§ **Instruction**
Put everything from the row containing "Point to the dry" down to the last row below into a numbered list, leaving out blank lines.

§ **Exercise data**
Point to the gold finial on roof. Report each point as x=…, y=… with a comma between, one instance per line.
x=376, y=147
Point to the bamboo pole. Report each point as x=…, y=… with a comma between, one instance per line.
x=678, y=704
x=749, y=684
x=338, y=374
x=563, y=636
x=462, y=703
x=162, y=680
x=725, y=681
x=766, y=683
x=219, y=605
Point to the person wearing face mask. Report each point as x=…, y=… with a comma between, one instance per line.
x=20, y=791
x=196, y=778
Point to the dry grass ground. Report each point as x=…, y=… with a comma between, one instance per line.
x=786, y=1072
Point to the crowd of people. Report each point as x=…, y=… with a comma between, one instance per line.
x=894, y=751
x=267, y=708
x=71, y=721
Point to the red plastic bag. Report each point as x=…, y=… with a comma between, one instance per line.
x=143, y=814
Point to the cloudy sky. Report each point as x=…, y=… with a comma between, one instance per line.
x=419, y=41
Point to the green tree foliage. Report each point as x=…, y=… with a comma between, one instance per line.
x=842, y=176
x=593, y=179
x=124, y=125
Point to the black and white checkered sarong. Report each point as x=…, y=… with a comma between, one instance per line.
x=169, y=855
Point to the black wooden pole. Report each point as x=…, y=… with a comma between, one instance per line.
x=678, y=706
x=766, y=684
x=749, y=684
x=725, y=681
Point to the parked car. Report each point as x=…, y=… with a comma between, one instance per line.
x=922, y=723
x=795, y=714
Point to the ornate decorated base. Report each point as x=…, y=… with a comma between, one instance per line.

§ **Output**
1. Point to the dry grass ground. Report each point as x=…, y=… with a comma between, one instance per line.
2. x=786, y=1072
3. Point to the crowd of people. Report each point as x=…, y=… with a comma between, one instance per line.
4. x=894, y=751
5. x=267, y=708
6. x=71, y=721
7. Point to the red plastic bag. Report each point as x=…, y=… with a comma between, one instance per line.
8. x=143, y=814
9. Point to the cloudy sky. Report each point as x=…, y=… with a comma between, one instance per line.
10. x=419, y=41
11. Point to the green tree foliage. Report each point as x=…, y=… with a comma between, one instance per line.
12. x=842, y=176
13. x=593, y=179
14. x=124, y=125
15. Point to the black and white checkered sarong. Report each point as x=…, y=… with a comma between, one instance per line.
16. x=169, y=855
17. Point to the black wooden pole. Report each point as x=…, y=… with a comma between, one instance per line.
18. x=678, y=706
19. x=766, y=684
20. x=749, y=684
21. x=725, y=681
22. Point to the parked car. Report each point as x=…, y=… with a comma between, one instance per line.
23. x=922, y=723
24. x=795, y=714
25. Point to the ornate decorated base. Report each point as x=…, y=… with a comma between, one instance per line.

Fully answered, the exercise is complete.